[Stored data entries]
..............................

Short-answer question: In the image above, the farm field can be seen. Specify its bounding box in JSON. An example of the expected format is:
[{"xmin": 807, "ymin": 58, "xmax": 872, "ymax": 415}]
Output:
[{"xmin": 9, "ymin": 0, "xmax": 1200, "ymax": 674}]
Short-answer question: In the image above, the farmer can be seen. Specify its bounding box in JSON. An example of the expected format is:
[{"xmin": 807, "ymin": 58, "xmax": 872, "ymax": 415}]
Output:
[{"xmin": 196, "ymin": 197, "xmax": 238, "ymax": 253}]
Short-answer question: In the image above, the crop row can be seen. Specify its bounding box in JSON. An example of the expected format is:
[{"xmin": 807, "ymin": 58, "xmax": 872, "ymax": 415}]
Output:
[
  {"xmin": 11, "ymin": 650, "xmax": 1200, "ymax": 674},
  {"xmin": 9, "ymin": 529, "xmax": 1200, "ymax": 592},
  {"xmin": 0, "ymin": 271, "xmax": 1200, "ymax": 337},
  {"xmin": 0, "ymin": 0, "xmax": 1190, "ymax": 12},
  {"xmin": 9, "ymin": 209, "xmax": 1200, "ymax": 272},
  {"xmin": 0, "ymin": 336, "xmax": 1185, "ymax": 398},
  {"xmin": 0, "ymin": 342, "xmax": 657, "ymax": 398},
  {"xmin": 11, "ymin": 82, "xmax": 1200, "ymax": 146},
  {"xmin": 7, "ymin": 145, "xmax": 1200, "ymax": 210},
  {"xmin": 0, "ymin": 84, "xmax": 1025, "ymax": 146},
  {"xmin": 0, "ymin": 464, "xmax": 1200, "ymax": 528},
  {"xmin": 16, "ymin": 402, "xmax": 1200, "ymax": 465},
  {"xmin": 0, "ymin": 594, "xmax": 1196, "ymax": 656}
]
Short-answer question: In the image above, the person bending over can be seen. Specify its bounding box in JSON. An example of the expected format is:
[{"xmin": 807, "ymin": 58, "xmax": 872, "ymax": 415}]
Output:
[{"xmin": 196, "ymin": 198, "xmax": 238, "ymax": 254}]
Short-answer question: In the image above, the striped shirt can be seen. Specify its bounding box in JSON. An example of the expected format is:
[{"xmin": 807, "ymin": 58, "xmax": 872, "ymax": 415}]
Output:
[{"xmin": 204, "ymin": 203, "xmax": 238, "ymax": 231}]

..............................

Convert the stored data entries above into a Markdown table with the columns Row and Line, giving each line its own numbered row and leaving out blank lines.

• **ANSWER TO THE PROBLEM**
| Row | Line |
|---|---|
| 1 | Short-answer question: In the image above, the farm field can be seen. Specify its bounding box in JSON. An example of the expected format is: |
| 2 | [{"xmin": 807, "ymin": 58, "xmax": 872, "ymax": 415}] |
| 3 | Output: |
| 4 | [{"xmin": 9, "ymin": 0, "xmax": 1200, "ymax": 674}] |
| 5 | Short-answer question: In the image above, the farmer can be seen. Specify its bounding box in JSON. An example of the expected format is: |
| 6 | [{"xmin": 807, "ymin": 58, "xmax": 872, "ymax": 415}] |
| 7 | Output: |
| 8 | [{"xmin": 196, "ymin": 197, "xmax": 238, "ymax": 253}] |
| 9 | Short-answer question: In the image above, the crop row can be seen. Specify its bounding box in JSON. An example of the expected format is: |
| 10 | [{"xmin": 807, "ymin": 58, "xmax": 872, "ymax": 415}] |
| 11 | Output: |
| 12 | [ |
| 13 |   {"xmin": 11, "ymin": 650, "xmax": 1200, "ymax": 674}, |
| 14 |   {"xmin": 9, "ymin": 529, "xmax": 1200, "ymax": 592}, |
| 15 |   {"xmin": 0, "ymin": 271, "xmax": 1200, "ymax": 337}, |
| 16 |   {"xmin": 0, "ymin": 0, "xmax": 1190, "ymax": 12}, |
| 17 |   {"xmin": 9, "ymin": 209, "xmax": 1200, "ymax": 272}, |
| 18 |   {"xmin": 0, "ymin": 336, "xmax": 1185, "ymax": 398}, |
| 19 |   {"xmin": 0, "ymin": 342, "xmax": 657, "ymax": 398}, |
| 20 |   {"xmin": 11, "ymin": 82, "xmax": 1200, "ymax": 146}, |
| 21 |   {"xmin": 7, "ymin": 145, "xmax": 1200, "ymax": 210}, |
| 22 |   {"xmin": 0, "ymin": 84, "xmax": 1025, "ymax": 146}, |
| 23 |   {"xmin": 0, "ymin": 464, "xmax": 1200, "ymax": 528}, |
| 24 |   {"xmin": 16, "ymin": 402, "xmax": 1200, "ymax": 465}, |
| 25 |   {"xmin": 0, "ymin": 594, "xmax": 1196, "ymax": 656} |
| 26 | ] |
| 27 | Short-answer question: In the image above, the person bending over can be seen. Specify its bounding box in JSON. An example of the expected format is: |
| 28 | [{"xmin": 807, "ymin": 58, "xmax": 872, "ymax": 415}] |
| 29 | Output: |
| 30 | [{"xmin": 196, "ymin": 198, "xmax": 238, "ymax": 254}] |
| 31 | Short-answer question: In the image above, the striped shirt can be seen. Specify its bounding box in JSON. An example of the expected format is: |
| 32 | [{"xmin": 807, "ymin": 58, "xmax": 872, "ymax": 415}] |
| 33 | Output: |
| 34 | [{"xmin": 204, "ymin": 203, "xmax": 238, "ymax": 231}] |